● **Task to carry out**
Express the lines of the data below as a JSON list of strings, one string per line and blank lines omitted. Start with the line containing "the foliage in this photo." and end with the final line of the data.

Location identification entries
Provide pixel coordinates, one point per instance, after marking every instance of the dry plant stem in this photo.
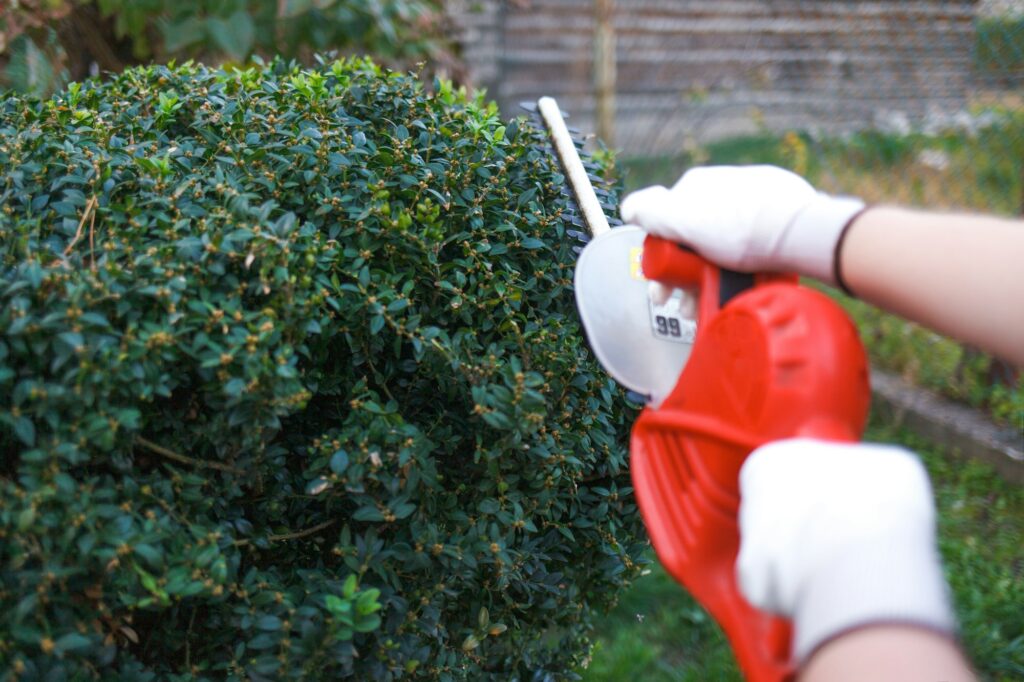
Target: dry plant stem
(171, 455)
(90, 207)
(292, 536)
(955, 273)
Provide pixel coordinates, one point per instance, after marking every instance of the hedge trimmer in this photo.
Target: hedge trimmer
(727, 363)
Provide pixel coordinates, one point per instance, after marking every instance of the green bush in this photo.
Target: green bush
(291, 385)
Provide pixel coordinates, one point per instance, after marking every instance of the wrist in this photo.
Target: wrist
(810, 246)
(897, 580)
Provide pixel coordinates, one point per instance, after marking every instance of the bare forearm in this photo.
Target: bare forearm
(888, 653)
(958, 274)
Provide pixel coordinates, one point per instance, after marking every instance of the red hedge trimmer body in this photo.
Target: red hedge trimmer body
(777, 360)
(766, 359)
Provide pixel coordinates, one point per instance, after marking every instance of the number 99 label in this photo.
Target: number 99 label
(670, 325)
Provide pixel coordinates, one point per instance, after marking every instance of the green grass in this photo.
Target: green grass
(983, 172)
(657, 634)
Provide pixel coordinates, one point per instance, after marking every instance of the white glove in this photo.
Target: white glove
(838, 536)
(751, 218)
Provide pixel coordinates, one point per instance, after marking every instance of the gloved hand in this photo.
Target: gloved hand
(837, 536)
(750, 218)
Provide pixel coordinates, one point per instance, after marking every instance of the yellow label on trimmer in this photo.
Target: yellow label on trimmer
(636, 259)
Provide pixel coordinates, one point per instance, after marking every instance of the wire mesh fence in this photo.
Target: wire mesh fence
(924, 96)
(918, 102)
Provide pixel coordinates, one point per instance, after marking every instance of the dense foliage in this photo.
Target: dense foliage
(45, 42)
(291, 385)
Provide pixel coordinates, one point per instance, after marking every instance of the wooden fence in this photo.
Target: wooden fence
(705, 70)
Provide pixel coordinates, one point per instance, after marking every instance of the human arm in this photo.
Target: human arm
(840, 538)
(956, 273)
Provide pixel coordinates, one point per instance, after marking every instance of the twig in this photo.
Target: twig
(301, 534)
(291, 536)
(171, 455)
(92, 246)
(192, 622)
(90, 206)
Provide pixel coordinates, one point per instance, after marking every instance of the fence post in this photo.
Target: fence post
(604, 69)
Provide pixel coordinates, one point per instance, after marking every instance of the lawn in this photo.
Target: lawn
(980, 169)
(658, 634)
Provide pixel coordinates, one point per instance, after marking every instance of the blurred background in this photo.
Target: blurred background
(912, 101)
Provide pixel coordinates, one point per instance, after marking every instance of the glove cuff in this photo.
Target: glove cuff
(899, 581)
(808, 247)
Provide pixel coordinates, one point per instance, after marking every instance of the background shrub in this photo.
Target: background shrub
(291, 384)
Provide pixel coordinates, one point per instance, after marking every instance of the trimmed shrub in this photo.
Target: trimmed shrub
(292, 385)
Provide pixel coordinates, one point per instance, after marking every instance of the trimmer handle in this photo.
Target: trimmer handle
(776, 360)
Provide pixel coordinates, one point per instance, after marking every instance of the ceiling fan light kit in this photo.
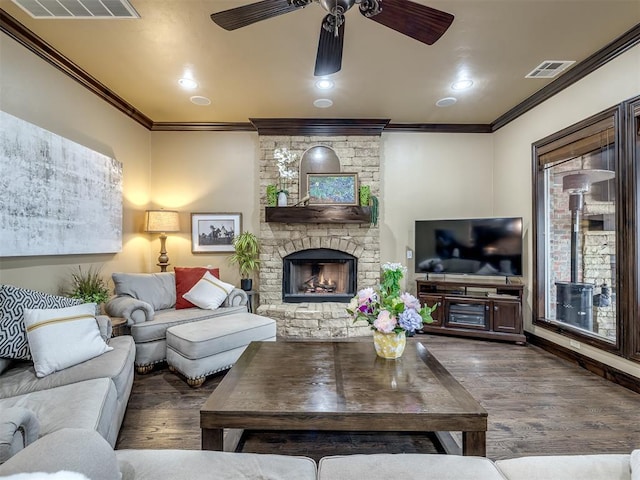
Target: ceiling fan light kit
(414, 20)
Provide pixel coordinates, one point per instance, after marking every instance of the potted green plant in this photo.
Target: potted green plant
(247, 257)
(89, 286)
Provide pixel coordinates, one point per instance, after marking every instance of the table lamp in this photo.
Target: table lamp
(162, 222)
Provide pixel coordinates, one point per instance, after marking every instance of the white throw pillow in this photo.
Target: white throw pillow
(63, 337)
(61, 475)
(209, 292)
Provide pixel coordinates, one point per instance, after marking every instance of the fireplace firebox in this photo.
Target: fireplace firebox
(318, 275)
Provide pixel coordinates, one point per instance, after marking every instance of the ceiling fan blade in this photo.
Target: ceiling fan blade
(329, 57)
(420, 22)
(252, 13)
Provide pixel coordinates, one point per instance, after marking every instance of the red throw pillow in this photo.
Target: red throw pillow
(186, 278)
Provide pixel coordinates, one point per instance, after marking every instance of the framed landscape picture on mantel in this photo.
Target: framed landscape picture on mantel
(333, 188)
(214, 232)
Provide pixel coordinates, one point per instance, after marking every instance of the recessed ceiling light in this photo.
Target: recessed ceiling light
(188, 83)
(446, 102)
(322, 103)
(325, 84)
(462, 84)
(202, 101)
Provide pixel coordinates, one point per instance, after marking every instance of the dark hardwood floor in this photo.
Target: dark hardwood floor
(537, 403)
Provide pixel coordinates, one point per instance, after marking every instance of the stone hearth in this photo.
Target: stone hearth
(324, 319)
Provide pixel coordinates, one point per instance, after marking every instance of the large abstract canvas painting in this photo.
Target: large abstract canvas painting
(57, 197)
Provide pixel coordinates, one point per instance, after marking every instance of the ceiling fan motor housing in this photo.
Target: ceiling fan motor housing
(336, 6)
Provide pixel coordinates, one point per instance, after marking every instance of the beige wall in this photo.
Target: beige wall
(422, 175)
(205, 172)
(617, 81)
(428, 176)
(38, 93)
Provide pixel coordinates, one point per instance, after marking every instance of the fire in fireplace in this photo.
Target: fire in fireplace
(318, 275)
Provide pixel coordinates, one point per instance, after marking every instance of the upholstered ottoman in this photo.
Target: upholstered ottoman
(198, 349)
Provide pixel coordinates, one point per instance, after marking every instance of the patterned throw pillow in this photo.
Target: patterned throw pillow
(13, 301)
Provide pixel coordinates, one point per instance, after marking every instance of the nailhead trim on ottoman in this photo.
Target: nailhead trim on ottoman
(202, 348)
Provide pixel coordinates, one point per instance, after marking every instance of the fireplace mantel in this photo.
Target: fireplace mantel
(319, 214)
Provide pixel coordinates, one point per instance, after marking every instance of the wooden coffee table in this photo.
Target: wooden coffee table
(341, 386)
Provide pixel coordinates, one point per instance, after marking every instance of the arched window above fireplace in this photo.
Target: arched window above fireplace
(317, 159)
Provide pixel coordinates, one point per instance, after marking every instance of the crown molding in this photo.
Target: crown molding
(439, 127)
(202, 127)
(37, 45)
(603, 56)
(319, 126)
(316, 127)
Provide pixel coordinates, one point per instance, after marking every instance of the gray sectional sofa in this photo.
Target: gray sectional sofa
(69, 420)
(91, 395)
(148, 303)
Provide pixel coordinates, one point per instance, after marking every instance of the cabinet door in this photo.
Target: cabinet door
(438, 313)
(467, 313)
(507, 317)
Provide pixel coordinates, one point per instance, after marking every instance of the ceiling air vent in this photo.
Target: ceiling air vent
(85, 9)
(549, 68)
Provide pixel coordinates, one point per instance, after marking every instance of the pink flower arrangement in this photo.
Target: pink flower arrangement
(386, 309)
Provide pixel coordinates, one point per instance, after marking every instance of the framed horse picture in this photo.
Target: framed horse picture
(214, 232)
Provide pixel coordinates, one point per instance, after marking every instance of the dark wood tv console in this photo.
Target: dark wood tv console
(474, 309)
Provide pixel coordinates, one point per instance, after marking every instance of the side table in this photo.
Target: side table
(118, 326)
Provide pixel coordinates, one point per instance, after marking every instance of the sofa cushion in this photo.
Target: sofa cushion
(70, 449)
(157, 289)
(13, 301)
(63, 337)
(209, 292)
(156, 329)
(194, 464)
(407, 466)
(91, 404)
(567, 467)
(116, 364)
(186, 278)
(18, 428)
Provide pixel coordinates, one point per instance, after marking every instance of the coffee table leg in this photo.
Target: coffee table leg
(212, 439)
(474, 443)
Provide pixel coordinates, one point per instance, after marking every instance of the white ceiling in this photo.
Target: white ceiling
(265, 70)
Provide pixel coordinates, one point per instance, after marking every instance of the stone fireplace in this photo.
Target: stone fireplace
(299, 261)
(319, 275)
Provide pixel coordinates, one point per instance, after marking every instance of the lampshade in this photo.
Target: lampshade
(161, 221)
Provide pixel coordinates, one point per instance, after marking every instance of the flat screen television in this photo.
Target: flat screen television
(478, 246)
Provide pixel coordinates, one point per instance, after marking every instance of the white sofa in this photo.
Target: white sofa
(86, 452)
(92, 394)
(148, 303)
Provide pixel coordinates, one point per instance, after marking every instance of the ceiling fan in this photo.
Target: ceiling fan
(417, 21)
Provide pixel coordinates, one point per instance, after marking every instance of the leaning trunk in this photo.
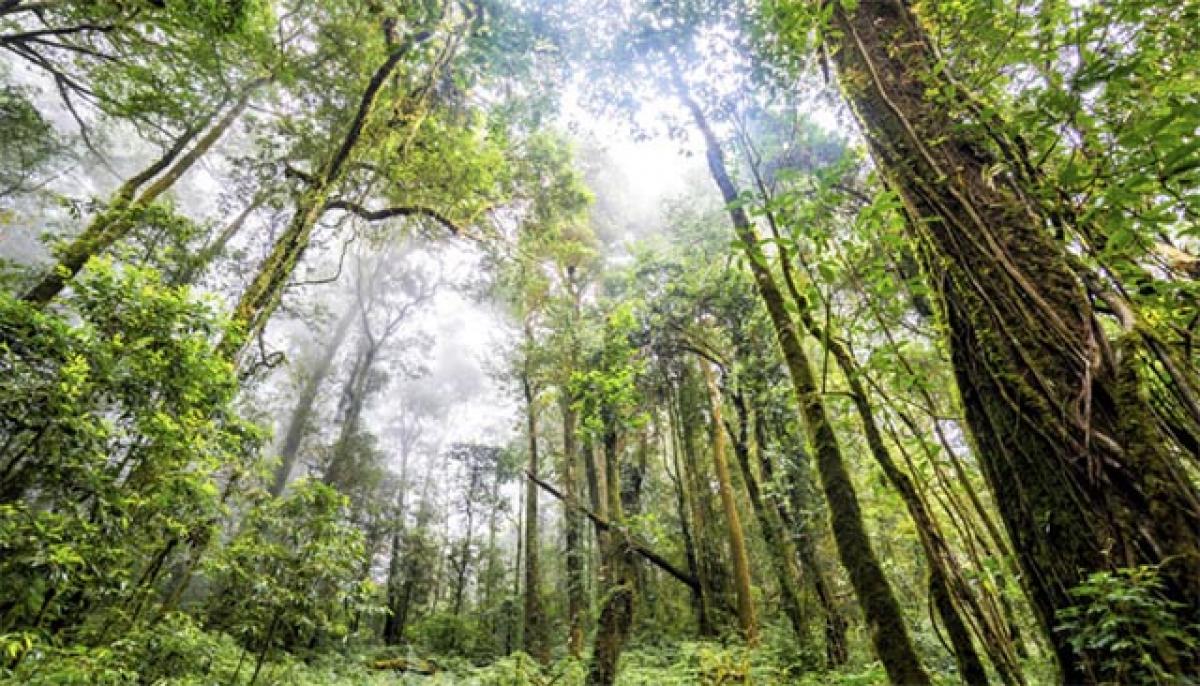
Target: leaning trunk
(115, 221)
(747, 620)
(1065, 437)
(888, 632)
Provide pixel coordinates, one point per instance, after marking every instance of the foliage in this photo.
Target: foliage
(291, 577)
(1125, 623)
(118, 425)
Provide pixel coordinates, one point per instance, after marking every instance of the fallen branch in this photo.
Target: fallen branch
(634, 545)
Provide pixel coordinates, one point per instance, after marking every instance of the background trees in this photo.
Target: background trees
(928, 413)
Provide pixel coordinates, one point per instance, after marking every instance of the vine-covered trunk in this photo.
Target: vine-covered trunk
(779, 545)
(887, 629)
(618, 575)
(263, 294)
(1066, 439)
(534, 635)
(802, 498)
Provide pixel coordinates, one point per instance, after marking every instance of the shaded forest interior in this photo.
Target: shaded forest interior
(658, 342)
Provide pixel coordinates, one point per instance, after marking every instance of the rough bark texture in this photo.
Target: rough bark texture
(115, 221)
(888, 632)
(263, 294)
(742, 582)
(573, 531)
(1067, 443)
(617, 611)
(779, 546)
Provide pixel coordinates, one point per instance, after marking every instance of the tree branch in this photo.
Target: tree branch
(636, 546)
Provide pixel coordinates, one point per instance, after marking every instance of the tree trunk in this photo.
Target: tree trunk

● **Correct answer**
[
  "Provide pixel coordinates, one point per instance, after marking every instance of the foliage in this photo.",
  "Target: foliage",
  "(291, 577)",
  "(1125, 623)",
  "(118, 425)",
  "Provide pixel coordinates, one point per instance, after marking every instance of the fallen branch in this photo.",
  "Target: fallen branch",
  "(634, 545)",
  "Provide pixel coordinates, one point per instance, after marking every instance of the background trees in this photo.",
  "Target: background trees",
  "(928, 413)",
  "Provide pixel coordinates, one point per instance, after marking every instance of the vine-covered trunk in this photo.",
  "Target: vine-covered trunk",
  "(779, 545)",
  "(887, 629)",
  "(618, 575)",
  "(263, 294)",
  "(1066, 439)",
  "(534, 635)",
  "(802, 498)",
  "Provide pixel coordinates, one point per instance, after marking every instance of the shaded forest interior in this photo.",
  "Target: shaded forest interior",
  "(658, 342)",
  "Provide pixel coordinates, one point per instance, after marking every instance of the rough bark texture in this photo.",
  "Target: rough bark texture",
  "(115, 221)",
  "(888, 632)",
  "(263, 294)",
  "(742, 582)",
  "(573, 531)",
  "(1067, 443)",
  "(617, 611)",
  "(779, 546)",
  "Provide pixel coordinates, one point per instance, after marking every instance of the tree branch in this photo.",
  "Target: tree branch",
  "(636, 546)",
  "Provide pixel coordinates, one point per instance, after marking every instance of the tree trunk in this photo.",
  "Target: tree trunk"
]